===== SUPPLIED INFORMATION =====
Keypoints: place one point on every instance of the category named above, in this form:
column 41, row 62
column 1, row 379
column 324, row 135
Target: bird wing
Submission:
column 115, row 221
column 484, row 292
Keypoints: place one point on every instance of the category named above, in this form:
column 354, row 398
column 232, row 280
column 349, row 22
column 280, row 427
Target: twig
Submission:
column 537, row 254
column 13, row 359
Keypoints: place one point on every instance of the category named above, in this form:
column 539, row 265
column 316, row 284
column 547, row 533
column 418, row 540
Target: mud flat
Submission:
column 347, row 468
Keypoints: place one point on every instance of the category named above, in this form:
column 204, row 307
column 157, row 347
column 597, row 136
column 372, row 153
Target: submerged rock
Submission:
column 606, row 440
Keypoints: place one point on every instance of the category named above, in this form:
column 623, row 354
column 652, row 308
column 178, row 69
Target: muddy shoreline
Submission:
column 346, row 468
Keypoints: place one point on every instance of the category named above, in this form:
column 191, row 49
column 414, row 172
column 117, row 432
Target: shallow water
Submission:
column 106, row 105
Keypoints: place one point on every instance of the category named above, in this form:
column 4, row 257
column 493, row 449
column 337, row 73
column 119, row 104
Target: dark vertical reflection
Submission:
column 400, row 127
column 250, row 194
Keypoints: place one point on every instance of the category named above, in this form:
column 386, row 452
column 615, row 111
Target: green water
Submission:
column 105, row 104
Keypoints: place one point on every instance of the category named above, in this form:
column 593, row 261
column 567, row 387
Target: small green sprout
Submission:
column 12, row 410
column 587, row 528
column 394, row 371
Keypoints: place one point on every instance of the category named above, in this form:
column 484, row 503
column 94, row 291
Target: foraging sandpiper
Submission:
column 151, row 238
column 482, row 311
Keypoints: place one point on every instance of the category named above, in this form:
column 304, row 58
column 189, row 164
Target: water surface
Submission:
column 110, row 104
=====
→ **AIM**
Convert all of the data above into a JSON list of strings with one string per line, leaving out any blank lines.

→ **WRITTEN RESPONSE**
[
  "Keypoints: place one point on every instance of the category named above, in this form:",
  "column 41, row 62",
  "column 1, row 379",
  "column 324, row 135",
  "Target: bird wing",
  "Submission:",
  "column 115, row 221",
  "column 484, row 292",
  "Keypoints: place one point on every instance of the category named above, in this form:",
  "column 354, row 398",
  "column 232, row 280",
  "column 349, row 22",
  "column 280, row 427",
  "Target: twig",
  "Submission:",
  "column 537, row 254",
  "column 13, row 359",
  "Keypoints: place one point on every instance of the category named above, in this form:",
  "column 539, row 265",
  "column 316, row 284",
  "column 547, row 533",
  "column 418, row 540",
  "Target: mud flat",
  "Submission:",
  "column 347, row 468",
  "Keypoints: place one point on every instance of the category named above, in this form:",
  "column 204, row 307",
  "column 157, row 347",
  "column 597, row 136",
  "column 372, row 153",
  "Target: submerged rock",
  "Submission:",
  "column 606, row 440",
  "Keypoints: place one point on every instance of the category named above, in this form:",
  "column 623, row 354",
  "column 652, row 308",
  "column 178, row 69",
  "Target: muddy shoreline",
  "Submission:",
  "column 346, row 468",
  "Keypoints: place one point on every instance of the category named above, in this form:",
  "column 191, row 49",
  "column 414, row 172",
  "column 117, row 432",
  "Target: shallow water",
  "Submission:",
  "column 106, row 105",
  "Keypoints: place one point on every instance of the category named above, in this form:",
  "column 4, row 257",
  "column 493, row 449",
  "column 337, row 73",
  "column 119, row 104",
  "Target: dark vertical reflection",
  "Submission:",
  "column 400, row 127",
  "column 250, row 194",
  "Keypoints: place one point on every instance of the category named above, in this form:",
  "column 386, row 452",
  "column 615, row 111",
  "Target: green water",
  "Submission:",
  "column 105, row 104",
  "Keypoints: place one point on every instance of the category named above, in this form:",
  "column 593, row 261",
  "column 567, row 387",
  "Target: small green sprout",
  "Submission:",
  "column 12, row 410",
  "column 587, row 528",
  "column 394, row 371",
  "Keypoints: place one point on every instance of the category named above, in this form:",
  "column 484, row 503",
  "column 94, row 291",
  "Target: foraging sandpiper",
  "Submission:",
  "column 151, row 238",
  "column 482, row 311",
  "Keypoints: place one point on every instance of the category named above, in this form:",
  "column 304, row 58",
  "column 189, row 164",
  "Target: water surface",
  "Submission:",
  "column 110, row 104"
]